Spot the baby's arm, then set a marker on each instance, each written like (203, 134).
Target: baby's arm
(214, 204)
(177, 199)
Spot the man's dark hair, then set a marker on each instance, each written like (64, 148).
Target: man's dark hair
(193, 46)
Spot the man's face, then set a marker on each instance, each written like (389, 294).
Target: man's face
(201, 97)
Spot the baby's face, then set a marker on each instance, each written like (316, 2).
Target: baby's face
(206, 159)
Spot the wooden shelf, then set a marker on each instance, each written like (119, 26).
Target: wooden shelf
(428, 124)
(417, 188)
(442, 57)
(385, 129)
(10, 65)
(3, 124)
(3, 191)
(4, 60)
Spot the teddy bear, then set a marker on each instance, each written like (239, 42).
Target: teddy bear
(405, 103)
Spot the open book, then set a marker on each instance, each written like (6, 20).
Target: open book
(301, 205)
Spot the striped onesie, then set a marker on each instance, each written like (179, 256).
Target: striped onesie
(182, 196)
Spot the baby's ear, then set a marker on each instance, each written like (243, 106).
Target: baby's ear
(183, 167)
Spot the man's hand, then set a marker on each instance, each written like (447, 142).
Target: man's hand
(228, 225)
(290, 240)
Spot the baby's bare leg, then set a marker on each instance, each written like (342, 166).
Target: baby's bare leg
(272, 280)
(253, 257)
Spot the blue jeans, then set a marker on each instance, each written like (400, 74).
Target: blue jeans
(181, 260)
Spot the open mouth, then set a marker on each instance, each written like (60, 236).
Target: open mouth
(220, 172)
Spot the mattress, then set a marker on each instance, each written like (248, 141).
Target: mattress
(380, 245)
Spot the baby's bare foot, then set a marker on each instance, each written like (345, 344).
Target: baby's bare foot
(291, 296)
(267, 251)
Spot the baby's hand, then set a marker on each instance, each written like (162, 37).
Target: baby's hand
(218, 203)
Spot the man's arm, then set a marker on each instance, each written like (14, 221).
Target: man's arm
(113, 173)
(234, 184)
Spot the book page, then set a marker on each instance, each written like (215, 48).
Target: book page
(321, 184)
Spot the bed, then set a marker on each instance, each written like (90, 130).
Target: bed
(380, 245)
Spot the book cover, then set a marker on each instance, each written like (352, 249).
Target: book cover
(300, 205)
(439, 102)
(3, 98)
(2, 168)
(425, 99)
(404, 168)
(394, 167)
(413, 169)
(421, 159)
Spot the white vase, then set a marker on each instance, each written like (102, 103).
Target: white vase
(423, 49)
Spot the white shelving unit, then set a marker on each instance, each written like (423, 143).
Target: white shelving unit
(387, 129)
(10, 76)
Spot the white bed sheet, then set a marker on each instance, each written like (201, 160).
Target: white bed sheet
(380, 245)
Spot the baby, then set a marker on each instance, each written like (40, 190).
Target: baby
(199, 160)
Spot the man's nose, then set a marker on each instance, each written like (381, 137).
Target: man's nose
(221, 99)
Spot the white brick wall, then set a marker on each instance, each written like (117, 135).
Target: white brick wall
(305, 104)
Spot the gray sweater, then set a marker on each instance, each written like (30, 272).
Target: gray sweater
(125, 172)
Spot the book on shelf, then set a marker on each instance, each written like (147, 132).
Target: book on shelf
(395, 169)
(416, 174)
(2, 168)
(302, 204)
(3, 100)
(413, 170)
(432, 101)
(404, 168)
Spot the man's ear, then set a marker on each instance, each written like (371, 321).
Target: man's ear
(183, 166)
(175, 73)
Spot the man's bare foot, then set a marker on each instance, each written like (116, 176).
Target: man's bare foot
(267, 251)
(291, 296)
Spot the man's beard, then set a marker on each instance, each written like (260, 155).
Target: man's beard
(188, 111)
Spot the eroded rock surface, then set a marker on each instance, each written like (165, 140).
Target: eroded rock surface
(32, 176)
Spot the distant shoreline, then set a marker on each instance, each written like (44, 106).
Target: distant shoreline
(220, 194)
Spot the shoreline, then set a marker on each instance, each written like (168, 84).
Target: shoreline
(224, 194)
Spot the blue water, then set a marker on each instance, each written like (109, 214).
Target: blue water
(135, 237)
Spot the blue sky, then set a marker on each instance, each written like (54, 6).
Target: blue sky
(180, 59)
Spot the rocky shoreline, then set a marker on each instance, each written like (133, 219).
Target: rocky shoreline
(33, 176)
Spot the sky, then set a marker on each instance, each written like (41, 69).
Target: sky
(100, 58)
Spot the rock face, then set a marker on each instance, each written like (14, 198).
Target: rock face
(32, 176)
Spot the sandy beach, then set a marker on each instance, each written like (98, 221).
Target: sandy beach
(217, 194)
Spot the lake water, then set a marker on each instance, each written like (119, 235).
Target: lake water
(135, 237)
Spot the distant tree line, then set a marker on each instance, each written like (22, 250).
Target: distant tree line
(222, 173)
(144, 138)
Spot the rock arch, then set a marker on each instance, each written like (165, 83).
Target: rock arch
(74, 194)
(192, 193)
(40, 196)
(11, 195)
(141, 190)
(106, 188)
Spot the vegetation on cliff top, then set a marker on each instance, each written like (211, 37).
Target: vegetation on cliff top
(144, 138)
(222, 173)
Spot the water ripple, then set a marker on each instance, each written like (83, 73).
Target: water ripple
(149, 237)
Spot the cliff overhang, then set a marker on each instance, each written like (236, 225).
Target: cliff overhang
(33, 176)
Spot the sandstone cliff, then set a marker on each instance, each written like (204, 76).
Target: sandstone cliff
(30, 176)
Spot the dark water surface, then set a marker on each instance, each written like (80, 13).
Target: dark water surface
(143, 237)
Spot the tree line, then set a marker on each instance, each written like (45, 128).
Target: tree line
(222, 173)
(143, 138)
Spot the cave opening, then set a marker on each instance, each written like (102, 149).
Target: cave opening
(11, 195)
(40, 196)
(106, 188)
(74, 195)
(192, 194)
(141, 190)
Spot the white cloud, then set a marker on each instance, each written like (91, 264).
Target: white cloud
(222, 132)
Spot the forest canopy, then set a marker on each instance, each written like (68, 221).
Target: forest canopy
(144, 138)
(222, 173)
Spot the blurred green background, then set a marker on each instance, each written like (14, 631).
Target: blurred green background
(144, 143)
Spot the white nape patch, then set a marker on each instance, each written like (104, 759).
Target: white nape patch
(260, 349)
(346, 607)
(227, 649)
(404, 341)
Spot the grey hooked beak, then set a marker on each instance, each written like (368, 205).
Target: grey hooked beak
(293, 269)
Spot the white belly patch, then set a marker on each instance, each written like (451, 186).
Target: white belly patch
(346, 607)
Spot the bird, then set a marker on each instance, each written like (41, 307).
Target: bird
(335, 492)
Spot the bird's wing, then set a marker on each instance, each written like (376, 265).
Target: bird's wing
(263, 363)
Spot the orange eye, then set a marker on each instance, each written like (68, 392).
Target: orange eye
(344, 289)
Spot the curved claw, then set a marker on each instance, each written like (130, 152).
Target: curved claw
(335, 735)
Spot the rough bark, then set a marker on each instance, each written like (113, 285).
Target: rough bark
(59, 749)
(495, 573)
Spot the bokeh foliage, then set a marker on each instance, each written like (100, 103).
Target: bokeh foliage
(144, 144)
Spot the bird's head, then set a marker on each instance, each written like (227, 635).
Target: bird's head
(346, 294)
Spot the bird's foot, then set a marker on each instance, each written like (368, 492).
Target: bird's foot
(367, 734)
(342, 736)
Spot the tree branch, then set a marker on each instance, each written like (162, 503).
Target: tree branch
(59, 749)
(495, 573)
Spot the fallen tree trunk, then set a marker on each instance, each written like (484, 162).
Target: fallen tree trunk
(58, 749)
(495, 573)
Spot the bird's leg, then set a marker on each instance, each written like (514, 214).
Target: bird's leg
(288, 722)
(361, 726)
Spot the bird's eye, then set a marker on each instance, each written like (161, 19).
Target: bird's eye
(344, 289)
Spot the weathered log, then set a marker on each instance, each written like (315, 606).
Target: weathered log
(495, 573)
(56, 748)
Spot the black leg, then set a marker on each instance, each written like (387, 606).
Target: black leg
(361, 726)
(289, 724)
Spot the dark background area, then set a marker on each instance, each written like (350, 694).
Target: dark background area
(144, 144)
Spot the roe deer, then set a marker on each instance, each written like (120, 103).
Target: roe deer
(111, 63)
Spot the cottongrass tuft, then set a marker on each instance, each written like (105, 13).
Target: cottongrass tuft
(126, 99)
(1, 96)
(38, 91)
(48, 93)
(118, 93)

■ ■ ■

Looking back over the data above, restate word for word the lines that begin at the line with "Target: vegetation on cliff top" and end at the line with "Spot the dark water", inclusive.

> Output
Target: vegetation on cliff top
(144, 138)
(222, 173)
Spot the water ripple, then set a marker on each instance, each written like (83, 73).
Target: water ripple
(149, 237)
Spot the cliff overhang, then set a marker on each instance, each written like (236, 225).
Target: cliff overhang
(33, 176)
Spot the sandstone cliff, then set a marker on each instance, each written like (204, 76).
Target: sandstone cliff
(30, 176)
Spot the dark water surface, then set a marker on each instance, each written like (80, 13).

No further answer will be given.